--- begin Exercise materials ---
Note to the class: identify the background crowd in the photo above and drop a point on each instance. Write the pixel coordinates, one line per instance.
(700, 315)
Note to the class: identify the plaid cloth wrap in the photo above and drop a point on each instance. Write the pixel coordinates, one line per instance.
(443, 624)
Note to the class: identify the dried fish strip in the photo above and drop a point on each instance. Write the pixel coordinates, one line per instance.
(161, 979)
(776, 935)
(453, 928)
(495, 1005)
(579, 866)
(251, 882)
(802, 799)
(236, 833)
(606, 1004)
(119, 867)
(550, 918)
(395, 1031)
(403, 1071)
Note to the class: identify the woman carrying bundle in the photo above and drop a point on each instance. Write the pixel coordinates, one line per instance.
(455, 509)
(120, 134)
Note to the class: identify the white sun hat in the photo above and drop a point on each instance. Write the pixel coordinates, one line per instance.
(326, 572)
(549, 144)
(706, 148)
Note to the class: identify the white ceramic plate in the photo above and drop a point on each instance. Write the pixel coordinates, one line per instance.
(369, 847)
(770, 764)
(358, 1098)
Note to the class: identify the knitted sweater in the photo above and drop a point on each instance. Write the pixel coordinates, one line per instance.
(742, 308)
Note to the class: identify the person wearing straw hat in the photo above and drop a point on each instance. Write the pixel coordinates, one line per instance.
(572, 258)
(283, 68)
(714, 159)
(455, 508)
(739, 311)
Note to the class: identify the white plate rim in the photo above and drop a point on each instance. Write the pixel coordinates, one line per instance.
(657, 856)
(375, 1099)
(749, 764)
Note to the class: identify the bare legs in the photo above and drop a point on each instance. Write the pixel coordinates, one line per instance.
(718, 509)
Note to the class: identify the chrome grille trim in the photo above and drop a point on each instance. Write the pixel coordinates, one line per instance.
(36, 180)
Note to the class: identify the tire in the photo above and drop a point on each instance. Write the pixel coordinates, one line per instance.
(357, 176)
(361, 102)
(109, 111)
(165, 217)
--- end Exercise materials ---
## Task prompt
Word for word, quote the lines from the line containing "Note to the class: identify the knitted" through the end of the material, both included, and nothing else.

## Reply to the task
Note to the class: identify the knitted sweater in the photo above and drop a point on each instance. Write the pixel coordinates, one line per instance.
(742, 308)
Note to the class: identify the person wearing straw hat in the photo above and drop a point on each instance. Write the pixel coordinates, one line per instance.
(572, 258)
(283, 68)
(714, 159)
(455, 508)
(739, 311)
Note to the class: identify the white plate rim in the photo above and drop a point on each instance. Write the pixel coordinates, one line per instance.
(657, 856)
(375, 1099)
(749, 764)
Note to the class: identify the bare legs in the photo above and drop a point on each instance. Write the pixel coordinates, one line per instance.
(718, 509)
Note to the class: identify the chrome grille trim in the photo above and drop a point on each instance. Write the pixel coordinates, one line per instance.
(36, 180)
Note to the class: identify the tire in the photo above and drop a point on each instance. Write the pixel coordinates, one line per instance.
(357, 176)
(361, 102)
(109, 111)
(165, 217)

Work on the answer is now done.